Trecho.
#01 - fora do script| O ATESTADO
- Redação - Pauta Local
- 9 de ago.
- 2 min de leitura
Atualizado: 24 de ago.
Por Susana Barros*
Gosto de Bruno Mars. E isso é fato interessante porque quando se escuta a mesmíssima coisa, dia após dia, durante quatro anos consecutivos, a tendência é desenvolver, ao menos, um leve enjoo. No trabalho, durante onze meses do ano, só tocava Bruno, já que em dezembro o que se ouvia eram as músicas de natal.
Na ocasião, trabalhava numa dessas lojinhas onde tudo custava o mesmo preço. Tudo mesmo, da pasta de dentes ao pacote de absorventes. E, no entanto, a pergunta que os clientes mais faziam era:
-Quanto custa?

Descrição da tarefa. Transcreva sem alterações a parte do trecho que começa em "Na ocasião, trabalhava" e vai até "-Quanto custa?", incluindo essas palavras.

Material fornecido.
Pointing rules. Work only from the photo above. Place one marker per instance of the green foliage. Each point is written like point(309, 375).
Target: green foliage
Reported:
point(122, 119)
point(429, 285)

Solução completa.
Na ocasião, trabalhava numa dessas lojinhas onde tudo custava o mesmo preço. Tudo mesmo, da pasta de dentes ao pacote de absorventes. E, no entanto, a pergunta que os clientes mais faziam era:
-Quanto custa?